The data is to be retyped in full, exactly.

+++++

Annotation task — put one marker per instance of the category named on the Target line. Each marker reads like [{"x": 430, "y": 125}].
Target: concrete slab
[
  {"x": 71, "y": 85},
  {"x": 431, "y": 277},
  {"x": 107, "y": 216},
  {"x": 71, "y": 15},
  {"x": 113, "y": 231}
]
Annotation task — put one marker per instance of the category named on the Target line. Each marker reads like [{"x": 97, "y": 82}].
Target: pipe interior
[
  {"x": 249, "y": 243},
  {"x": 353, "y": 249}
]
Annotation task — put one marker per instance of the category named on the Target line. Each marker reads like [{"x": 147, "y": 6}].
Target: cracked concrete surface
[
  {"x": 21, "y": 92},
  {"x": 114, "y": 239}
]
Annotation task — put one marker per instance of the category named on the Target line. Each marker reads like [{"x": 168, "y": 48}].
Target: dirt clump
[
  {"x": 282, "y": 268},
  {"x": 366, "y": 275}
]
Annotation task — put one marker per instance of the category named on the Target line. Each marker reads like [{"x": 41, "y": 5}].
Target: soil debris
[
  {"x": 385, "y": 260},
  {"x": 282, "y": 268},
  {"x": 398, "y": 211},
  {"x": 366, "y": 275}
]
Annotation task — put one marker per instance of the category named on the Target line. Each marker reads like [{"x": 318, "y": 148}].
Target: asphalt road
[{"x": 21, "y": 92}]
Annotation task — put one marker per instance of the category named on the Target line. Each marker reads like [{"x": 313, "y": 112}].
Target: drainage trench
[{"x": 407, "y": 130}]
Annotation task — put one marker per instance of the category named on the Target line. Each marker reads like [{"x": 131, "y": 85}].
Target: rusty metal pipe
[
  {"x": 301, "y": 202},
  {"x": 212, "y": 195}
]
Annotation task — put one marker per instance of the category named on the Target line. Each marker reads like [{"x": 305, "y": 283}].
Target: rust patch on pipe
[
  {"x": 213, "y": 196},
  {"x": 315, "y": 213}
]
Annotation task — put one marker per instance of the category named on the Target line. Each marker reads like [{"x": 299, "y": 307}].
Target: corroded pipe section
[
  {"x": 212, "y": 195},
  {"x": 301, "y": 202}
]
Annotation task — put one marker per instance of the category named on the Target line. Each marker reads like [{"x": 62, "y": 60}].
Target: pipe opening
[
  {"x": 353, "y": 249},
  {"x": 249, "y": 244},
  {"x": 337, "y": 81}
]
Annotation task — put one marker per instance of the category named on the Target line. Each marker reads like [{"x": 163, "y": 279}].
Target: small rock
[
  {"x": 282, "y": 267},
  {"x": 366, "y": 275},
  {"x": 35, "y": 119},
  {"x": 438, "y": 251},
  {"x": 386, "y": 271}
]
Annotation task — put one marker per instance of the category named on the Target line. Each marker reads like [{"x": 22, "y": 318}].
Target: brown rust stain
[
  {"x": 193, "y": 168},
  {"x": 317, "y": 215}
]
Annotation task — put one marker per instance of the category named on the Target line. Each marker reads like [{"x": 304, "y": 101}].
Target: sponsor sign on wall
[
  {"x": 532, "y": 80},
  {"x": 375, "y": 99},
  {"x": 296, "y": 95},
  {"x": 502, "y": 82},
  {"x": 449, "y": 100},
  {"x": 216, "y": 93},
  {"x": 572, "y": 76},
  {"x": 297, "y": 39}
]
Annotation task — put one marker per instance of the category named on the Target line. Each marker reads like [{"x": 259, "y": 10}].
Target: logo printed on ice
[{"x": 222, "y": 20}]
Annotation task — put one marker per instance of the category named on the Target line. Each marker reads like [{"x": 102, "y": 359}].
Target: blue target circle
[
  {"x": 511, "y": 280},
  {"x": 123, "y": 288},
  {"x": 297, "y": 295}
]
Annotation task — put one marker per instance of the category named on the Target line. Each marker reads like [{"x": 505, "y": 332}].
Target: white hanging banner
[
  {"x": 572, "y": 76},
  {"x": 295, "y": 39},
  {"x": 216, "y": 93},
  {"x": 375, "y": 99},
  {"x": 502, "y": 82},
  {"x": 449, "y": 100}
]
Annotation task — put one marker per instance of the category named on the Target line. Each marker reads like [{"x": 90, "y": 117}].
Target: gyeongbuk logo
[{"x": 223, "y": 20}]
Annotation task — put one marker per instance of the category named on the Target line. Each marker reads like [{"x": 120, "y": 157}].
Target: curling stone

+++++

- **Exercise result**
Annotation task — put one marker per instance of the category named on the Target line. Each marker reads like [{"x": 430, "y": 125}].
Target: concrete slab
[
  {"x": 71, "y": 85},
  {"x": 431, "y": 277},
  {"x": 107, "y": 216},
  {"x": 71, "y": 15},
  {"x": 113, "y": 231}
]
Annotation task — put one marker per instance of the category named on the Target line. Each marker reads like [{"x": 97, "y": 82}].
Target: pipe interior
[
  {"x": 249, "y": 243},
  {"x": 353, "y": 249}
]
Annotation task — put one marker per instance of the category named on the Target line. Each marker reads like [{"x": 147, "y": 6}].
Target: cracked concrete surface
[
  {"x": 21, "y": 92},
  {"x": 114, "y": 239}
]
Annotation task — put one marker per instance of the category named on the Target line. Each marker reads like [{"x": 168, "y": 48}].
Target: dirt clump
[
  {"x": 282, "y": 268},
  {"x": 366, "y": 275}
]
Annotation task — put one marker per instance of the category named on the Target line. Each marker reads like [{"x": 41, "y": 5}].
Target: soil debris
[
  {"x": 385, "y": 260},
  {"x": 282, "y": 268},
  {"x": 398, "y": 211},
  {"x": 366, "y": 275}
]
Annotation task — put one marker per instance of the category named on the Target line. Each marker reads like [{"x": 318, "y": 148}].
Target: asphalt road
[{"x": 21, "y": 92}]
Annotation task — put one marker per instance of the category named on the Target line. Each marker reads like [{"x": 313, "y": 112}].
Target: drainage trench
[{"x": 407, "y": 130}]
Annotation task — put one marker per instance of the category named on the Target line. Each marker reads like [{"x": 131, "y": 85}].
Target: rusty metal pipe
[
  {"x": 301, "y": 202},
  {"x": 212, "y": 195}
]
Annotation task — put one marker per instance of the category named on the Target line. Each marker reads like [{"x": 305, "y": 283}].
Target: rust patch on pipe
[
  {"x": 213, "y": 196},
  {"x": 315, "y": 213}
]
Annotation task — put one marker per instance of the category named on the Target line. Each marker reads like [{"x": 299, "y": 307}].
Target: corroded pipe section
[
  {"x": 212, "y": 195},
  {"x": 301, "y": 202}
]
Annotation task — put one marker per instance of the category named on the Target line. Each marker reads like [{"x": 62, "y": 60}].
Target: pipe opening
[
  {"x": 353, "y": 249},
  {"x": 249, "y": 244},
  {"x": 337, "y": 81}
]
Annotation task — put one marker per instance of the category named on the Target line. Each marker reads like [{"x": 163, "y": 279}].
Target: small rock
[
  {"x": 282, "y": 267},
  {"x": 366, "y": 275},
  {"x": 35, "y": 119},
  {"x": 438, "y": 251},
  {"x": 386, "y": 271}
]
Annotation task — put one marker per instance of the category named on the Target line. Each marker reads like [{"x": 22, "y": 318}].
Target: brown rust stain
[
  {"x": 193, "y": 168},
  {"x": 317, "y": 215}
]
Annotation task — put one marker per instance of the category named on the Target line. Each marker reads like [{"x": 304, "y": 101}].
Target: sponsor sign on wall
[
  {"x": 532, "y": 80},
  {"x": 375, "y": 99},
  {"x": 296, "y": 95},
  {"x": 502, "y": 82},
  {"x": 449, "y": 100},
  {"x": 216, "y": 93},
  {"x": 572, "y": 76},
  {"x": 297, "y": 39}
]
Annotation task — put one marker per instance of the category named on the Target line. Each marker reads like [{"x": 259, "y": 10}].
Target: logo printed on ice
[{"x": 222, "y": 20}]
Annotation task — put one marker per instance of the category named on the Target line. Each marker reads like [{"x": 102, "y": 359}].
Target: blue target circle
[
  {"x": 511, "y": 280},
  {"x": 123, "y": 288},
  {"x": 297, "y": 295}
]
Annotation task — put one marker per instance of the category named on the Target line. Each marker reads like [{"x": 505, "y": 332}].
Target: white hanging banner
[
  {"x": 572, "y": 76},
  {"x": 295, "y": 39},
  {"x": 216, "y": 93},
  {"x": 375, "y": 99},
  {"x": 502, "y": 82},
  {"x": 449, "y": 100}
]
Annotation task — put one marker per instance of the category named on the Target line. Each marker reads like [{"x": 90, "y": 117}].
Target: gyeongbuk logo
[{"x": 223, "y": 20}]
Annotation task — put one marker per instance of the category named on the Target line. Each marker reads like [{"x": 120, "y": 157}].
Target: curling stone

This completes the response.